--- Start RECORDS FOR THE TASK ---
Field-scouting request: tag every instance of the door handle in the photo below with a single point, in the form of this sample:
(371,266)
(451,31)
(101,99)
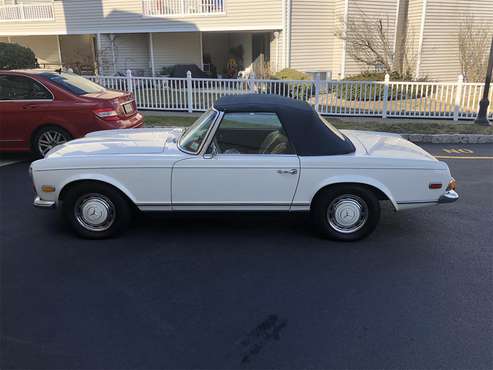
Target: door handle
(292,171)
(29,106)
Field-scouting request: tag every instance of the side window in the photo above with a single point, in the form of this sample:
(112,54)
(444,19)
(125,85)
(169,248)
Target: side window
(251,133)
(22,88)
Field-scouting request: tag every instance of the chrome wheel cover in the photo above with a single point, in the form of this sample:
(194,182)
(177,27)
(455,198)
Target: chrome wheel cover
(50,139)
(95,212)
(347,213)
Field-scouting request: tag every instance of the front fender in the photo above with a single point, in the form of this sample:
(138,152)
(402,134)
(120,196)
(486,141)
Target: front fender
(94,177)
(364,180)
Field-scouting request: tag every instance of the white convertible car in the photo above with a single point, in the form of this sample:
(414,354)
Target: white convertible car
(247,153)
--- End RECORDS FOR THE TASK ---
TASK:
Please rewrite the listing above with every "Target" changed to "Object" and nothing else altered. Leave out the pictures.

ANSWER FOR THE TASK:
Field-scouting request: tag every instance of the door handle in the photo below with a single point, in the form of this sample:
(371,266)
(451,31)
(101,99)
Object: door handle
(292,171)
(29,106)
Field-scouting request: tag every instance of the side window in the photo above with a single point, in the form of this sample:
(112,54)
(444,19)
(125,85)
(169,248)
Object: side window
(251,133)
(22,88)
Field-scouting request: tag every instance of the chrome wheel cover in the photo above with a single point, in the form of this sample:
(194,182)
(177,27)
(455,198)
Object: chrome wheel cover
(50,139)
(95,212)
(347,213)
Field-scouting request: tag every instance of the front fender in the photo above with a single point, in the form of this sample:
(138,152)
(402,134)
(120,196)
(486,141)
Object: front fender
(94,177)
(364,180)
Field-scouting request: tag every instance of the white convertible car in the photo above with a single point, in the form of this sample:
(414,354)
Object: white convertible car
(247,153)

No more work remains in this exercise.